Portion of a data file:
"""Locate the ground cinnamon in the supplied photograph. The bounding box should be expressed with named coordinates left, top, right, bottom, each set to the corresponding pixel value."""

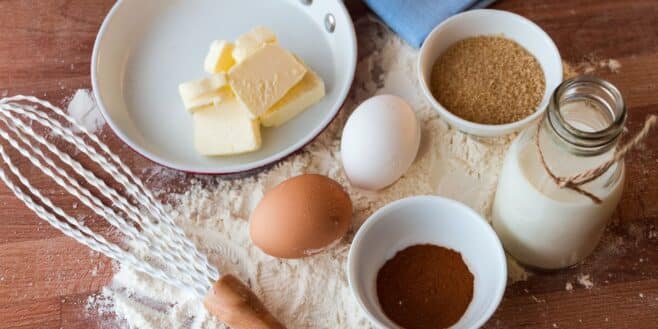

left=377, top=244, right=473, bottom=329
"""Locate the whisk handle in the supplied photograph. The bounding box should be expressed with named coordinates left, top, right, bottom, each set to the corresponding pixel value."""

left=203, top=274, right=286, bottom=329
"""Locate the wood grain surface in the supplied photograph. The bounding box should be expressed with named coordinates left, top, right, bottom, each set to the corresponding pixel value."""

left=0, top=0, right=658, bottom=328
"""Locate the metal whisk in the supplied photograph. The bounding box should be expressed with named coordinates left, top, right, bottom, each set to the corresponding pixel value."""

left=0, top=96, right=283, bottom=329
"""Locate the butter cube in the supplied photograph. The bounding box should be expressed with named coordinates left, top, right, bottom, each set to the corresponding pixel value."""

left=178, top=73, right=230, bottom=112
left=228, top=45, right=307, bottom=117
left=203, top=40, right=235, bottom=73
left=233, top=26, right=278, bottom=63
left=192, top=97, right=261, bottom=156
left=260, top=69, right=325, bottom=127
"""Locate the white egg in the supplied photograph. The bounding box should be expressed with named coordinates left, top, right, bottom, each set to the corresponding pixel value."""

left=341, top=95, right=420, bottom=190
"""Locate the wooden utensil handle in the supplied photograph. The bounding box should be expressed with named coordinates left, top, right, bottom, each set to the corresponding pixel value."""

left=203, top=274, right=286, bottom=329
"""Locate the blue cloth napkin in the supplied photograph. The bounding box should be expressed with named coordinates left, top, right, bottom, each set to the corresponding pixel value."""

left=364, top=0, right=495, bottom=48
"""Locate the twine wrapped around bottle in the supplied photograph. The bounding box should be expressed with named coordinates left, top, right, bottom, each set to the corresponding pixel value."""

left=535, top=115, right=658, bottom=204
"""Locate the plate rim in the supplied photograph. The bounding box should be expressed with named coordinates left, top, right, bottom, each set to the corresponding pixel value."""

left=90, top=0, right=358, bottom=175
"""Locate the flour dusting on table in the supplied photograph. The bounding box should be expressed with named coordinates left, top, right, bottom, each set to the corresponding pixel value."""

left=66, top=89, right=105, bottom=133
left=89, top=18, right=516, bottom=329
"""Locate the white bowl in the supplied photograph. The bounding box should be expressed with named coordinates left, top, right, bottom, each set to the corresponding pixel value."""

left=91, top=0, right=356, bottom=174
left=417, top=9, right=563, bottom=137
left=347, top=196, right=507, bottom=328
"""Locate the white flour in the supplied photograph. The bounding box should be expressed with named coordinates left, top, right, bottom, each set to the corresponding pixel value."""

left=89, top=19, right=526, bottom=329
left=66, top=89, right=105, bottom=133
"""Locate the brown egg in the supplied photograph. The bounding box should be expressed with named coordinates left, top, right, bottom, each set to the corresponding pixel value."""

left=250, top=175, right=352, bottom=258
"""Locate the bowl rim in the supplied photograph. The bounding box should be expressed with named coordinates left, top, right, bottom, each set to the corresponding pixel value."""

left=90, top=0, right=358, bottom=176
left=346, top=195, right=507, bottom=328
left=416, top=9, right=564, bottom=136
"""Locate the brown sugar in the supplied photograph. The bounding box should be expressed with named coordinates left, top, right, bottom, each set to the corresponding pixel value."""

left=377, top=244, right=474, bottom=329
left=431, top=36, right=546, bottom=124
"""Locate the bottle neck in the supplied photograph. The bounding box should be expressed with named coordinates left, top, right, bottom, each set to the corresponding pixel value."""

left=542, top=76, right=627, bottom=156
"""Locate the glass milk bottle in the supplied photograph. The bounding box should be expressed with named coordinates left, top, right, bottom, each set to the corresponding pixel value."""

left=492, top=76, right=626, bottom=269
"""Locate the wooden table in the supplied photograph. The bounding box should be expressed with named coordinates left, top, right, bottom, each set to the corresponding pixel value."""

left=0, top=0, right=658, bottom=328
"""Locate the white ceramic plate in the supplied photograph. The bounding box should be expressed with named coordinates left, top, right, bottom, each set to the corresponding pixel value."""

left=91, top=0, right=356, bottom=174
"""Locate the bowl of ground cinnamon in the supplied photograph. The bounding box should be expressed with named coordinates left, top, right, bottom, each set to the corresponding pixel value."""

left=418, top=9, right=562, bottom=136
left=347, top=196, right=507, bottom=329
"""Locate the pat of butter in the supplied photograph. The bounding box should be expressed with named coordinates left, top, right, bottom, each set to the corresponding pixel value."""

left=233, top=26, right=278, bottom=63
left=203, top=40, right=235, bottom=73
left=228, top=45, right=307, bottom=117
left=193, top=97, right=261, bottom=156
left=178, top=73, right=230, bottom=112
left=260, top=69, right=325, bottom=127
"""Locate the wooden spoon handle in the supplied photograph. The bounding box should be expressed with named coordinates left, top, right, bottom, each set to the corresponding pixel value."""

left=203, top=274, right=286, bottom=329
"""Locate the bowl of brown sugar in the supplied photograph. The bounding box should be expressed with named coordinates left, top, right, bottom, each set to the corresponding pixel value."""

left=417, top=9, right=562, bottom=136
left=347, top=196, right=507, bottom=329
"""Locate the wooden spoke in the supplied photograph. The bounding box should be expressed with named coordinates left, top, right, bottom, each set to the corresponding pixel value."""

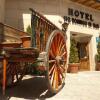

left=49, top=64, right=55, bottom=75
left=7, top=62, right=23, bottom=86
left=46, top=31, right=67, bottom=93
left=61, top=51, right=67, bottom=57
left=49, top=60, right=56, bottom=63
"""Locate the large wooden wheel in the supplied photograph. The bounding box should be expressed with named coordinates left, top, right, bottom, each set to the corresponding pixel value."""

left=46, top=30, right=67, bottom=93
left=6, top=62, right=25, bottom=86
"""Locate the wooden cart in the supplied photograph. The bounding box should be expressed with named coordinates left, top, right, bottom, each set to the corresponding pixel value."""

left=0, top=9, right=67, bottom=94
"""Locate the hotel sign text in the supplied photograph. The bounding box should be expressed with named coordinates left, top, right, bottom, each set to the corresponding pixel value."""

left=64, top=8, right=99, bottom=29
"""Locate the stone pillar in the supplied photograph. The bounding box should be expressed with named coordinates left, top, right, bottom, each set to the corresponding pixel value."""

left=0, top=0, right=5, bottom=22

PROBLEM DESCRIPTION: Transcribe the rows above verbatim, starting from the first row and continuing through the line containing "left=0, top=96, right=283, bottom=329", with that line included. Omit the pictures from your transcription.

FINAL RESULT:
"""Locate the ground cinnamon in the supplied photograph. The bounding box should be expressed with named coordinates left, top, right, bottom, each set to the corresponding pixel value."""


left=377, top=244, right=473, bottom=329
"""Locate the whisk handle in the supplied photograph. The bounding box should be expressed with named coordinates left, top, right, bottom, each set to the corresponding pixel value."""

left=203, top=274, right=286, bottom=329
"""Locate the wood grain surface in the supplied photograph. The bounding box should be expressed with named coordinates left, top, right, bottom, each set to the corresponding pixel value."""

left=0, top=0, right=658, bottom=328
"""Locate the metal whisk in the supplied photograph. The bounding box should be expressed with named coordinates left, top, right, bottom, each set to the corresponding pixel value."""

left=0, top=96, right=283, bottom=329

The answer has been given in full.